> [Input data]:
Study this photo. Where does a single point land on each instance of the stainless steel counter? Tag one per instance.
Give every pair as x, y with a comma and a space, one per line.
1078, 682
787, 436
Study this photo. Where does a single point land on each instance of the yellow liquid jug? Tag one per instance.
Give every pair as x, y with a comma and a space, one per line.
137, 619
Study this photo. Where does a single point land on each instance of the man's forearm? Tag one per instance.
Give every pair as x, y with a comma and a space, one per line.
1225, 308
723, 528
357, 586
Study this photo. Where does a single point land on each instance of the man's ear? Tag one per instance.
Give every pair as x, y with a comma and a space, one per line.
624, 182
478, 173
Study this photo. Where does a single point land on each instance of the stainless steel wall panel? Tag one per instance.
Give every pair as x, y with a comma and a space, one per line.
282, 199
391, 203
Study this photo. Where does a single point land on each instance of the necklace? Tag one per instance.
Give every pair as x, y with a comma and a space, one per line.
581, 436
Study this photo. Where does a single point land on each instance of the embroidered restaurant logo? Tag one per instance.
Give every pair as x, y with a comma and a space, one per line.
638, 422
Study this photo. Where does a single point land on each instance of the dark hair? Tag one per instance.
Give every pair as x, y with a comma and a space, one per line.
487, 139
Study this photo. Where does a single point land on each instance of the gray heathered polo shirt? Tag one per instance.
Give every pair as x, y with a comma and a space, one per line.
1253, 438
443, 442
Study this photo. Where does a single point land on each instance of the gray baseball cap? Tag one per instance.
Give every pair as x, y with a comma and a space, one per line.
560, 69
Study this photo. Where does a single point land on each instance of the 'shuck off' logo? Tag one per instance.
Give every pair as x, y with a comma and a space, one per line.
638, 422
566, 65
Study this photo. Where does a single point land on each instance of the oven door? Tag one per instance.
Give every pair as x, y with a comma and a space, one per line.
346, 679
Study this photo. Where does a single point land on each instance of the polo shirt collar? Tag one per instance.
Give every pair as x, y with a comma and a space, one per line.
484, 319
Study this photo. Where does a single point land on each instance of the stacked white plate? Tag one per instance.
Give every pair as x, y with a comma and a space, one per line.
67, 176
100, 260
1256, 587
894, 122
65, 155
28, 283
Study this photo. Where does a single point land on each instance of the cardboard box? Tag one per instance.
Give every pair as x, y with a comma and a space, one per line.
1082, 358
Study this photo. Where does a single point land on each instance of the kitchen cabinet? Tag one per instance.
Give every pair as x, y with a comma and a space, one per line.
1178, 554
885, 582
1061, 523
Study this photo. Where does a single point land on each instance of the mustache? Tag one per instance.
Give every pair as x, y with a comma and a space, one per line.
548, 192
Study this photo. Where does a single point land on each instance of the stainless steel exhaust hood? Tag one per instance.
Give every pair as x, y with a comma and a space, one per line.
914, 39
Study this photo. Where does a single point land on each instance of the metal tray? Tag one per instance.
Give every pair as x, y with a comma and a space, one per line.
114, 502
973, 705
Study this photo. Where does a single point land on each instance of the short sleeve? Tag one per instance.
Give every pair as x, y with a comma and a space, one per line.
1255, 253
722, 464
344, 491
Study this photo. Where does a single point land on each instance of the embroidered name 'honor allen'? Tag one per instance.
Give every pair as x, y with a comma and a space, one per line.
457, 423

> [Problem to solve]: Copy all of the data. Keep every word exactly as it is.

> [Response]:
Study this photo. Where does a single point land on each instance of the stainless steel counter? Tag one per instance.
Give every pair as x, y with a comma and a space, one per line.
1078, 682
787, 436
Study this photo. Where does a single point land on each instance of the yellow liquid jug? Tag one per instance.
Give every pair as x, y with a comma and a space, one per line.
137, 619
Study this photo. Where does a single point land on each instance of the man's forearm? Tag one per instance.
Give every pair as x, y with a comma and a space, one per line.
1225, 308
723, 528
357, 586
Study this photo. Where does a single point land on each instance of the man's ear? Tag one per instance.
Give every pair as x, y with a comma and a space, one per line.
624, 182
478, 173
Study this photo. Where does a single point land on each instance of the stainless steel wall panel? Tag one per instance.
Give every pair as x, y with a comma and a space, one per line.
282, 199
391, 203
Study this photo. Where does a single point land on each instance of the necklace? Tag one per instance.
Give every pair as x, y with a comma and a space, one per line.
581, 436
Study this photo. Where does a single point land on each instance of the embroidered restaurant logo? Tag one per instance.
Give every pair as x, y with a comma and a space, one per line.
638, 422
Study this photo. Where does a single point land on each instance of the dark hair? Tag one per instance.
Give every pair as x, y with a comma and a space, one per line.
487, 139
Study this photo. Where does a single point land on each instance of the gray heathered polo shirt? Tag one per instance.
Give every pair as x, y with a comma and a space, one per line.
1253, 438
443, 442
Study this photo. Where does a single point land on each instance of the gray baseball cap? Tag one per instance.
Give every pair as x, y with a comma and a space, one per line.
560, 69
Study this photo. Where does a single point land on each instance of the 'shuck off' logo? Tag one per instance.
Give every pair as x, y with a comma and a space, one per line.
638, 422
566, 65
Study this photo. Where does a single point land on each instance of the oven door? Tag one per instance.
Give every pair as x, y with a comma and a space, one per line.
346, 679
Study this photo. Where does a single point land on each instance of the polo shirt collar? Tag one per instance.
Give every pair as x, y with a comma and a space, one per line.
484, 319
Study this photo. Where does a single point land on each instance of the stacked white plate? Tag one per instance.
Give every pair as x, y with a comma and a space, one per line.
67, 176
100, 260
1256, 587
894, 122
65, 155
28, 283
Study this photo. Where does a single point land on each instance of the cardboard box? Tag one per instance.
Give every pair as x, y with a comma and a space, one per line.
1082, 358
Study this photo. Where does a single point land on each instance of the kitchen cabinet? Tag one per instance.
Give every pair as x, y with a comma and a space, one per line.
1178, 554
885, 582
1061, 523
Study this photo. Where does a single point land on each instance of the mustache? Tag one per instance.
Give every pair as x, y with a comma and a space, one per line.
548, 192
Study this photo. Where does a single point land on each instance of the stainless steel exhaust hood? Tag one per instance.
Give every pair as x, y with a comma and a space, one per line.
914, 39
Study this photo. Where does a single point land on each instance of the metal tray? Tag one per instance.
Give every pair as x, y with a comma and a space, one per line.
114, 502
973, 705
Study this photo. Where does a single point land on each instance of the short sleeve? Tag one per instance.
Give every pair as x, y with a comma and a space, one per line.
1255, 253
722, 464
344, 491
Study this photo. Where does a single point land on each instance of the embroidered name 'honor allen'? Tag one per instance.
Give every pair as x, y with a comma and a space, one per line.
457, 423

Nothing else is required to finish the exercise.